▸ Directions for this task: Locate every line in the records below that contains the word "plant", matching case exactly, and copy each of those lines.

>> Begin Recorded data

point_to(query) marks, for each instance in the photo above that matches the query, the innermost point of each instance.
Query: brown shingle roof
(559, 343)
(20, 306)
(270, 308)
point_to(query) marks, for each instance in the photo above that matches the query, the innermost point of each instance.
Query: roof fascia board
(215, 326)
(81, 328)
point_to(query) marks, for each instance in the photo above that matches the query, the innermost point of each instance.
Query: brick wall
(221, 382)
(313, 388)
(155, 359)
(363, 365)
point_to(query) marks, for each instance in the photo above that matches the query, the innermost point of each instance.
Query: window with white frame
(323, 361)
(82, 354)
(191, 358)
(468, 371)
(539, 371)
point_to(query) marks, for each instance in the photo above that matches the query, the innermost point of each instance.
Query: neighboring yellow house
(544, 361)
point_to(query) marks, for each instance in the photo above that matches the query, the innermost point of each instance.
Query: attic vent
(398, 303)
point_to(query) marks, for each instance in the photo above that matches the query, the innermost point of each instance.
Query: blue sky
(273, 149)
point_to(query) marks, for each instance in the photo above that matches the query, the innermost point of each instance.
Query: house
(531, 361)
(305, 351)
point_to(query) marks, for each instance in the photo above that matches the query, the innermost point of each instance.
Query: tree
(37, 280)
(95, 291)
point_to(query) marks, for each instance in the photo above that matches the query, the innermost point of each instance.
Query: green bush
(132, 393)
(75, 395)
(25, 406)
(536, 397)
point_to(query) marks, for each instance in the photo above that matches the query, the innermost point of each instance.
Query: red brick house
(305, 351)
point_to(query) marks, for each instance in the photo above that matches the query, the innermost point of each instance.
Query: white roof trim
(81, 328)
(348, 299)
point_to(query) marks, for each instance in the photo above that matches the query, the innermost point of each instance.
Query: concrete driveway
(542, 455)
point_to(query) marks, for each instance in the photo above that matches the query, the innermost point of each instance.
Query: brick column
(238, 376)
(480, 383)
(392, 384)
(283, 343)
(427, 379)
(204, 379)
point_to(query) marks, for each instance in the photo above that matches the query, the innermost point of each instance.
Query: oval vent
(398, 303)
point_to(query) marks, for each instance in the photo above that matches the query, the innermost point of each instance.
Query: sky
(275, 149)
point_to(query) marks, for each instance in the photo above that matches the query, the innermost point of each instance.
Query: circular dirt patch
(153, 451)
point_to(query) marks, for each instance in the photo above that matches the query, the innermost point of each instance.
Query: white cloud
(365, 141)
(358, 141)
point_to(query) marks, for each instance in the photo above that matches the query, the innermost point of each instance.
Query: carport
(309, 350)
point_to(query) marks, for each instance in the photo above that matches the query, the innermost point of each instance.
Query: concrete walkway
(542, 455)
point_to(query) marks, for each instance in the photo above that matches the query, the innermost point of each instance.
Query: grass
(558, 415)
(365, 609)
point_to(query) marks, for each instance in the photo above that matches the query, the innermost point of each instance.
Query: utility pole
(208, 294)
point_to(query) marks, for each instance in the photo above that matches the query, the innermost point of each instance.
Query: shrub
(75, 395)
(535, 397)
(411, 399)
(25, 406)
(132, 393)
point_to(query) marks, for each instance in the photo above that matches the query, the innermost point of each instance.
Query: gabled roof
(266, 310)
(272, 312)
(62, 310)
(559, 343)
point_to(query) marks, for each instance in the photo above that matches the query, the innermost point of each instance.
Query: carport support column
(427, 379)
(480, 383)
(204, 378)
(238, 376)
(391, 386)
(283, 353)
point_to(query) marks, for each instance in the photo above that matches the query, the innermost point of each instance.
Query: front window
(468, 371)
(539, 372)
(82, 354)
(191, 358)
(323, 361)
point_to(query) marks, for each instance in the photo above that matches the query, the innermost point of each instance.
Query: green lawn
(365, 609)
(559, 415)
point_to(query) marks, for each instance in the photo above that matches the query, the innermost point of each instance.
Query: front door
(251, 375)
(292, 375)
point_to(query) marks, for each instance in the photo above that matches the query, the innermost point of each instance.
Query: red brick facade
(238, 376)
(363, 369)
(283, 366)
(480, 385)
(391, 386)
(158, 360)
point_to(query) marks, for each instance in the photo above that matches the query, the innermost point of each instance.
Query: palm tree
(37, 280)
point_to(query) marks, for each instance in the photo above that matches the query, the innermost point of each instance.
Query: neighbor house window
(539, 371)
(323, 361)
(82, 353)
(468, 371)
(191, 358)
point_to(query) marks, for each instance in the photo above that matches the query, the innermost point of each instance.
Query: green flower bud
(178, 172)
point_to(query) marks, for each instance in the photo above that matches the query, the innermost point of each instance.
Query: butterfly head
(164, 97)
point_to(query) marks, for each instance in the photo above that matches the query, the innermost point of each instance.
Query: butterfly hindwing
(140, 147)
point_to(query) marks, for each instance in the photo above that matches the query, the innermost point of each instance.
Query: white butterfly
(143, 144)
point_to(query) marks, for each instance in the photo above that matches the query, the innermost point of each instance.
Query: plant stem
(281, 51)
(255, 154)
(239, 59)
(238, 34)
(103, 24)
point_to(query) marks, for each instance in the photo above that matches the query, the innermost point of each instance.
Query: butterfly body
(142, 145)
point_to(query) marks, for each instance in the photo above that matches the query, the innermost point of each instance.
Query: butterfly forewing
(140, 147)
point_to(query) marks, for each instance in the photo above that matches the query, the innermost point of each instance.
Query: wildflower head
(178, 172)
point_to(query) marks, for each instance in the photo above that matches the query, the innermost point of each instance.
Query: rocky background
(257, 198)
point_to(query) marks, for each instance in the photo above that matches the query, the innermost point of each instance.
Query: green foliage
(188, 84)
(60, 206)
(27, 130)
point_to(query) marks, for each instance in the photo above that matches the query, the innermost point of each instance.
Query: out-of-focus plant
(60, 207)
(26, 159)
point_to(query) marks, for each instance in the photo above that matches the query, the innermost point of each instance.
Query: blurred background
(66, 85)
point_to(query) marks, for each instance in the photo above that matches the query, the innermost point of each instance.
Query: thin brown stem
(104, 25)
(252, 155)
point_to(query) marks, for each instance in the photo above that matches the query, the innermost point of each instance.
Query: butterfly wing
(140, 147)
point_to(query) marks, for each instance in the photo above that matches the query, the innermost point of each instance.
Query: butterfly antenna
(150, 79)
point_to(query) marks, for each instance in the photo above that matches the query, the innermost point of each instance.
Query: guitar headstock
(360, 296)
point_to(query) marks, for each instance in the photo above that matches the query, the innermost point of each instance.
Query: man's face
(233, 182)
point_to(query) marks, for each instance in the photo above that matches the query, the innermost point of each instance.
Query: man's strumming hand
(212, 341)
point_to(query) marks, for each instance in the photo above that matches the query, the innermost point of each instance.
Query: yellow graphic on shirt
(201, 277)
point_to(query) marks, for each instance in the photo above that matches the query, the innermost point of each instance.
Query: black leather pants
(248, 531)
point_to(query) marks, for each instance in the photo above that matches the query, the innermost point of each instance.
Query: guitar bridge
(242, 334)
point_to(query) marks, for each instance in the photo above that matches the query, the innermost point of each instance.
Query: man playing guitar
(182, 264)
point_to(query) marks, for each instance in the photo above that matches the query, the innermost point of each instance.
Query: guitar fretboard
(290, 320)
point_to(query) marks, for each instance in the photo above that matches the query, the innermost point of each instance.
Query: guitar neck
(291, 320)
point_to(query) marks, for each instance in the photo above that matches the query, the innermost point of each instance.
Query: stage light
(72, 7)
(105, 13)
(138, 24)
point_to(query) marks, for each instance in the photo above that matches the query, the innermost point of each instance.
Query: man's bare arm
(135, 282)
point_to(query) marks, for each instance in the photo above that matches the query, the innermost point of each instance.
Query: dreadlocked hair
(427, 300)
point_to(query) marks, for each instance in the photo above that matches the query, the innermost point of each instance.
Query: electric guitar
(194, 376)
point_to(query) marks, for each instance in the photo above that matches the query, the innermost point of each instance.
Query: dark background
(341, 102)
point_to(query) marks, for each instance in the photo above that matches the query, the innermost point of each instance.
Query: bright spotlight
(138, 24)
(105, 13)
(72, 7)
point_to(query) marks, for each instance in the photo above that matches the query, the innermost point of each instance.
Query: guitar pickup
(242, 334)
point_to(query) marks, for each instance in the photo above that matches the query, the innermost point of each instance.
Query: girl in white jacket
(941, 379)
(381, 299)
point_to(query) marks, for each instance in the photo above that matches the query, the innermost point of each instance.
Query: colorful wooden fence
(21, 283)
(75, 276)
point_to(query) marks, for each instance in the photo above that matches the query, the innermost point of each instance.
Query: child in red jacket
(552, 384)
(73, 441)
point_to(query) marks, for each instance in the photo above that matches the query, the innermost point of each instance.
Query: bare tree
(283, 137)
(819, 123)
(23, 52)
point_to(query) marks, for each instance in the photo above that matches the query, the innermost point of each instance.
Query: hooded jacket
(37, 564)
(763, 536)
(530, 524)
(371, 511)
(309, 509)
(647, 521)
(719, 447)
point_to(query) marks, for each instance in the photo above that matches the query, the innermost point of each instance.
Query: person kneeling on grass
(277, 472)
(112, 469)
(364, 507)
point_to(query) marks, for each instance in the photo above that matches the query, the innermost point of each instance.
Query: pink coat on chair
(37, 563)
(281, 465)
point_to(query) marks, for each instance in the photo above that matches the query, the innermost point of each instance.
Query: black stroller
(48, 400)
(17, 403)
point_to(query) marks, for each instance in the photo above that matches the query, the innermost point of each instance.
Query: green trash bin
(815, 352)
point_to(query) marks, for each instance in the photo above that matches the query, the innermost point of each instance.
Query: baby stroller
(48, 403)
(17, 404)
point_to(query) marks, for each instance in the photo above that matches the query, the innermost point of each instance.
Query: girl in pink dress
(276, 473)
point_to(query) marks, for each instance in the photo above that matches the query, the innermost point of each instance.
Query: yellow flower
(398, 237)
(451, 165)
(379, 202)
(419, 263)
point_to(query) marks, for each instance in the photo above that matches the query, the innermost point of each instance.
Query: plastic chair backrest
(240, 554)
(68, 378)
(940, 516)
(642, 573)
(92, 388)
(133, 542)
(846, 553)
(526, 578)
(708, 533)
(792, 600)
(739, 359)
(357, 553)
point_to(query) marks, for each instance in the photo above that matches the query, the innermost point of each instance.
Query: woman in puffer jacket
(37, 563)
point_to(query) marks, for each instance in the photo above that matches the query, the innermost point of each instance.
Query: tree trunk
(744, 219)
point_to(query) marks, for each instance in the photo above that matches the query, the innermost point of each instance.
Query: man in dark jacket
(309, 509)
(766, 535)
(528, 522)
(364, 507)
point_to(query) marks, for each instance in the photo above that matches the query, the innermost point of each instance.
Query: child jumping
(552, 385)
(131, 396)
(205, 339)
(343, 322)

>> End Recorded data

▸ The response:
Query: plant stem
Query: out-of-focus plant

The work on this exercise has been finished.